Transcribe the records that follow, preserving every word.

====== Data lines ======

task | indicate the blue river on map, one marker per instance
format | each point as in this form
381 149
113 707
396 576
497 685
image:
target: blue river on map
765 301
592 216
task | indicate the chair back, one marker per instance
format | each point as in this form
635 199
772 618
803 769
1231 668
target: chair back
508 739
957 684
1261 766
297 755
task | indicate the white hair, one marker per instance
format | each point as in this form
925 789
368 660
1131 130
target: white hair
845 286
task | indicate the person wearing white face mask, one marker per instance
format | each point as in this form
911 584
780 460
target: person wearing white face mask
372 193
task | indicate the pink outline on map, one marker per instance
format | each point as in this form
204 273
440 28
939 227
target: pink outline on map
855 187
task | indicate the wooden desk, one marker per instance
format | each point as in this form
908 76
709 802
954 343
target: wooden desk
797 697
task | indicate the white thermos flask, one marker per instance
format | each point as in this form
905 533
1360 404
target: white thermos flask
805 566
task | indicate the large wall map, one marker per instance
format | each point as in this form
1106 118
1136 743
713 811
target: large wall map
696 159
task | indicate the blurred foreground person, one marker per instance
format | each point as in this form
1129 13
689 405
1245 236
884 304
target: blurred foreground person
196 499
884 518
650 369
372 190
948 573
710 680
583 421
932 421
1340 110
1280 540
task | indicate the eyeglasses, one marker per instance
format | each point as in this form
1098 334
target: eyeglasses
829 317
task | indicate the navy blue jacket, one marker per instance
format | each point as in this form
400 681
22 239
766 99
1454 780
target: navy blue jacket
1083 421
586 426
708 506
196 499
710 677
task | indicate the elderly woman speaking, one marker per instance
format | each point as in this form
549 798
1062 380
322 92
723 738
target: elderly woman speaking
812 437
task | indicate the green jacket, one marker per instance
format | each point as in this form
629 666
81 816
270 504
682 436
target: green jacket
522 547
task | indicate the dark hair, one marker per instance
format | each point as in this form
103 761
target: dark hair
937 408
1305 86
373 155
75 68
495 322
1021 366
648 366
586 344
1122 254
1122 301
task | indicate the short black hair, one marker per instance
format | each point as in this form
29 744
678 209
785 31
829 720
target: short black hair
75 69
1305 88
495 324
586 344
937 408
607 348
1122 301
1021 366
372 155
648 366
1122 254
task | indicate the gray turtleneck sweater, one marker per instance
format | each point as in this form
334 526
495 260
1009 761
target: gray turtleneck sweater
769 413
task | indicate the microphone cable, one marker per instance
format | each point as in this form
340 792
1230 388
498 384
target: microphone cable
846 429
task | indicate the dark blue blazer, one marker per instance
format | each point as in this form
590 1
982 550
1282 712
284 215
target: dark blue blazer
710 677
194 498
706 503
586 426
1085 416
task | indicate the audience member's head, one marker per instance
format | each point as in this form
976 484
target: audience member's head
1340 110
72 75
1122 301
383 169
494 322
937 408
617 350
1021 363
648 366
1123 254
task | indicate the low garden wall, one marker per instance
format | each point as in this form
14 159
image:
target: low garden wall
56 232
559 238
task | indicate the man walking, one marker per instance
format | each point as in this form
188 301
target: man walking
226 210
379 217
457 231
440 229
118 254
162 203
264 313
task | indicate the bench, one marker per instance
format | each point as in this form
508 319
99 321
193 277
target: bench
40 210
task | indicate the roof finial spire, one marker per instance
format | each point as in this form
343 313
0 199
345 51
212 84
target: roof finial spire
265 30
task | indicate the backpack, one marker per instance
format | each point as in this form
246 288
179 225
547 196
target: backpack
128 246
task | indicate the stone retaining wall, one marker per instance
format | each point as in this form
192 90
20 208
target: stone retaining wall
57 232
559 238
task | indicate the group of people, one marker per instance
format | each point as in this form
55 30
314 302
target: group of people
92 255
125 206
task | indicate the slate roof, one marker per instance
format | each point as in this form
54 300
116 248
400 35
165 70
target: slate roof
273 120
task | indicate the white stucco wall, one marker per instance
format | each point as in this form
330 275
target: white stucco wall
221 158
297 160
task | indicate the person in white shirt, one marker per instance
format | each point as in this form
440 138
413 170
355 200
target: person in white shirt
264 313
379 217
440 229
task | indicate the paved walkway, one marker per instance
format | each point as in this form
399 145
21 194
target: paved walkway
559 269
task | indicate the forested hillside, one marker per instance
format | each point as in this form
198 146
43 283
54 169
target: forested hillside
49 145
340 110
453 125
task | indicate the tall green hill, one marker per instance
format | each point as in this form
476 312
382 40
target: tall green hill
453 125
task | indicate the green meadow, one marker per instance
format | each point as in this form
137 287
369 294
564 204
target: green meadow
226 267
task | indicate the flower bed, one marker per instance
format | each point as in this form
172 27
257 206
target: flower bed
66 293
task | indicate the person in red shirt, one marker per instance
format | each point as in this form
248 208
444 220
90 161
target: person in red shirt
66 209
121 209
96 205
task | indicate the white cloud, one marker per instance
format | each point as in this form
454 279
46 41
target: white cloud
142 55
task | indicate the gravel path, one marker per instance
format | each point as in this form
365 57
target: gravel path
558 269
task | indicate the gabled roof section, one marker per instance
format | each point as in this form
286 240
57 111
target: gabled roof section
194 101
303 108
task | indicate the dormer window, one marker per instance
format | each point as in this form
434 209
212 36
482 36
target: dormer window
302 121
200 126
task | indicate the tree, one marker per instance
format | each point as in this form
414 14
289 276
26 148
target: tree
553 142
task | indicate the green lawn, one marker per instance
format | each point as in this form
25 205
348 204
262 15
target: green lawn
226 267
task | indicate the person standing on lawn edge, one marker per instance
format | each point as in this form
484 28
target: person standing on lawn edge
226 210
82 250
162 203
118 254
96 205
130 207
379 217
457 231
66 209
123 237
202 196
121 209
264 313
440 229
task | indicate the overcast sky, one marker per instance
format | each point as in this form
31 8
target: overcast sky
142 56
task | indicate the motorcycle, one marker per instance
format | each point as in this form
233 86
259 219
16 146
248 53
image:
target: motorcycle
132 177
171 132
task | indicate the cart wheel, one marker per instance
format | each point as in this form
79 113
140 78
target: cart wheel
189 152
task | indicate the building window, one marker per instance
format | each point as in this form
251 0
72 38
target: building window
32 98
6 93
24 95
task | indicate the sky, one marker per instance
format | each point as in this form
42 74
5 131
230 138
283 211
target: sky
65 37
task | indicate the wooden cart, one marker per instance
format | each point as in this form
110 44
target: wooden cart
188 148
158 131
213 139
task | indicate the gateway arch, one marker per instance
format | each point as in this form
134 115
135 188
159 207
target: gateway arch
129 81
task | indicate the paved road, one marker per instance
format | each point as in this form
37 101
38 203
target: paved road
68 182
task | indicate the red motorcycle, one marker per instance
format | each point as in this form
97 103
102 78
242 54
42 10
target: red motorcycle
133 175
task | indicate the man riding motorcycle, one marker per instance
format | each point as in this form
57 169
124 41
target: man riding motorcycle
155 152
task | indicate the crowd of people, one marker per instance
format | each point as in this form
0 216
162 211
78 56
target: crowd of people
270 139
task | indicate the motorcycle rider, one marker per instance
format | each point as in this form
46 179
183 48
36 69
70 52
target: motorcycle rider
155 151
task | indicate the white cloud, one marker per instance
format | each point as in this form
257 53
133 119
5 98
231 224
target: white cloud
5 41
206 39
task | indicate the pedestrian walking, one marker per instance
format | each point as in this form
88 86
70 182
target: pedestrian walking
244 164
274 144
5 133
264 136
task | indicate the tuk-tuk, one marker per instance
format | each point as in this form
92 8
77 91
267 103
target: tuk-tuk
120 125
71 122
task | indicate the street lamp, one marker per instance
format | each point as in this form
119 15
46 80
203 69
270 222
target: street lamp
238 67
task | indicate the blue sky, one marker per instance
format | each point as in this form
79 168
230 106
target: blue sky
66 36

======

Task result
task | indicate the blue river on map, one marker per instance
format | each point as in this form
381 149
113 707
396 576
497 685
image:
target: blue river on map
765 301
592 216
task | indicate the chair back, one marker per instance
format | each point as in this form
635 199
772 618
803 769
1231 668
target: chair back
508 739
957 684
1261 766
297 755
task | indicate the white hair, one marker per instance
format | each point as in this form
925 789
368 660
1131 130
target: white hair
845 286
task | indicate the person wearing white face mask, one marker per instance
format | each point as in this form
911 584
780 460
target: person wearing white face mask
372 193
task | indicate the pink outline on map, one marker per instance
format | each point as in this form
204 273
440 28
939 227
target: pink outline on map
855 187
task | indicate the wooden desk, one marker per instance
format | each point as in this form
908 76
709 802
954 343
target: wooden desk
797 697
task | indicate the white thermos flask, one marker per instance
format | each point as in this form
905 533
1360 404
target: white thermos flask
805 566
task | indicate the large wall map, one marker per instance
format | each point as in this form
1106 118
1136 743
713 811
target: large wall map
696 159
task | indicate the blurred foreground person, one marker per instance
format | each point as in this form
1129 13
689 405
1245 236
884 304
target: blurred foreground person
196 499
884 518
650 369
372 190
948 573
710 680
583 421
932 421
1340 110
1280 540
task | indicate the eyeglasses, one marker per instance
format | each point as in this form
1098 334
target: eyeglasses
829 317
task | indicate the navy blue jacket, one marker per instance
format | each point as in this form
400 681
22 239
766 99
1454 780
target: navy blue jacket
1083 421
586 426
708 506
196 499
710 677
task | indicate the elderly woman speaking, one marker per instance
format | each point as in this form
549 798
1062 380
322 92
723 738
target: elderly woman speaking
812 437
task | indicate the green jacket, one marker per instance
format | each point as in this form
629 666
81 816
270 504
682 436
target: green jacket
522 547
task | indicate the dark hair, one marker per instance
format | each point as in this form
103 761
target: dark hair
937 408
1305 86
373 155
75 68
495 322
1021 366
648 366
586 344
1122 254
1122 301
task | indicate the short black hair, one marker per instance
format | each point as in this form
29 744
678 209
785 31
829 720
target: short black hair
75 69
1305 88
495 324
586 344
937 408
607 348
1122 301
1021 366
372 155
648 366
1122 254
task | indicate the gray turtleneck sweater, one marker per instance
format | each point as in this form
334 526
495 260
1009 761
target: gray turtleneck sweater
769 413
task | indicate the microphone cable, one marker per instance
format | each point as in this form
340 792
1230 388
498 384
target: microphone cable
846 429
task | indicate the dark blue blazer, one marker per instance
format | each point as in this form
590 1
982 550
1282 712
284 215
target: dark blue blazer
710 677
194 498
706 503
586 426
1085 416
task | indicate the audience member's head, one marker per instance
format | each point as in this form
976 484
target: audience member's head
1340 110
72 75
1122 301
383 169
494 322
937 408
617 350
1021 363
648 366
1123 254
task | indicate the low garden wall, one marker per instance
format | each point as in this form
14 159
image:
target: low garden wall
56 232
559 238
task | indicate the man walking, one marker per instance
format | each point as in this form
188 301
target: man walking
226 210
379 217
457 231
440 229
118 254
162 203
264 313
task | indicate the bench, one marker per instance
format | each point as in this form
508 319
99 321
193 277
target: bench
40 210
task | indicate the roof finial spire, one marker per instance
format | each point as in this form
343 313
0 199
345 51
212 84
target: roof finial spire
265 30
task | indicate the backpack, one marker per instance
format | each point as in this form
246 288
179 225
547 196
target: backpack
128 246
task | indicate the stone retaining wall, one marker per instance
format | each point as in this form
192 90
20 208
target: stone retaining wall
57 232
559 238
task | indicate the group of people, one marker per instance
format | each point as in this form
55 30
314 302
target: group of people
92 255
125 206
task | indicate the slate roof, one marker per instance
format | each point as in this form
54 300
116 248
400 35
165 70
target: slate roof
273 120
task | indicate the white stucco wall, one marker per instance
format | each point as in this form
330 275
target: white stucco wall
221 158
297 160
task | indicate the person in white shirt, one marker per instance
format | each point as in this form
440 138
413 170
355 200
target: person in white shirt
264 313
379 217
440 229
task | indicate the paved walkway, one marker per instance
format | each point as in this form
399 145
21 194
target: paved walkway
559 269
task | indicate the forested hillside, one marker per instance
format | each point as in this form
198 146
43 283
54 169
target: forested hillside
49 145
340 110
453 125
task | indicate the tall green hill, one marker per instance
format | each point as in this form
476 312
382 40
target: tall green hill
453 125
task | indicate the green meadow, one marker per instance
format | each point as in this form
137 287
369 294
564 204
target: green meadow
226 267
task | indicate the flower bed, one marker per instance
format | each point as in this form
172 27
257 206
target: flower bed
66 293
task | indicate the person in red shirt, one marker per instance
format | each point as in this form
248 208
444 220
90 161
target: person in red shirt
66 209
121 209
96 205
task | indicate the white cloud, one marker per instance
format | each point as in this form
454 279
46 41
target: white cloud
142 55
task | indicate the gravel path, one marker per instance
format | each point as in this form
365 57
target: gravel path
558 269
task | indicate the gabled roof section, one marker per instance
format | each point as in this form
286 240
57 111
target: gabled roof section
194 101
303 108
task | indicate the dormer window, one marker per instance
format | each point as in this form
434 209
212 36
482 36
target: dormer window
302 121
200 126
task | indicate the tree, one marker per instance
format | each point as in this form
414 14
289 276
26 148
target: tree
553 142
task | indicate the green lawn, one marker per instance
format | each point as in this form
25 205
348 204
262 15
target: green lawn
226 267
task | indicate the person standing on lawn edge, one marker per instance
format | each point as in this form
484 28
target: person standing on lawn edge
226 210
82 250
162 203
118 254
96 205
130 207
379 217
457 231
66 209
123 237
202 196
121 209
264 313
440 229
task | indicate the overcast sky, one marker per instance
format | each point as in this form
31 8
target: overcast sky
142 56
task | indicate the motorcycle, one marker per instance
format | each point as in this form
233 86
259 219
16 146
248 53
image:
target: motorcycle
132 177
171 132
task | indicate the cart wheel, one marker per instance
format | each point as in this form
79 113
140 78
target: cart wheel
189 152
task | indicate the building window, one marker per instance
format | each point as in this form
251 0
72 38
target: building window
32 98
6 93
24 95
task | indicate the sky, one marker per instance
format | each point as in this form
42 74
5 131
230 138
283 211
target: sky
65 37
task | indicate the wooden cart, one marker per instance
format | each point as in this form
110 44
target: wooden cart
188 148
158 131
213 139
task | indicate the gateway arch, one marker per instance
format | each point as in this form
134 115
135 188
159 207
target: gateway arch
129 81
task | indicate the paved road, one marker per instance
format | each point as in this form
37 101
38 203
target: paved road
68 182
task | indicate the red motorcycle, one marker per instance
format | each point as in this form
97 103
102 78
242 54
42 10
target: red motorcycle
133 175
task | indicate the man riding motorcycle, one marker per instance
format | each point as in this form
57 169
124 41
target: man riding motorcycle
155 152
task | indicate the crowd of people, one marker per instance
format | each point as in this form
0 216
162 211
78 56
target: crowd of people
270 139
task | indicate the motorcycle rider, one marker per instance
format | each point as in this form
46 179
183 48
36 69
70 52
target: motorcycle rider
155 151
task | indicate the white cloud, one marker per instance
format | each point as in this form
257 53
133 119
5 98
231 224
target: white cloud
5 41
206 39
task | indicate the pedestrian walking, one marker per instance
format | each point as in this form
88 86
70 182
target: pedestrian walking
244 164
274 144
5 133
264 136
task | indicate the tuk-tuk, one marker per instance
format | each point as in this form
92 8
77 91
267 103
target: tuk-tuk
120 125
71 122
task | indicate the street lamp, one marker per instance
format | each point as in this form
119 15
46 80
203 69
270 222
target: street lamp
238 67
task | indicate the blue sky, one marker per instance
format | each point as in this form
79 168
230 106
target: blue sky
66 36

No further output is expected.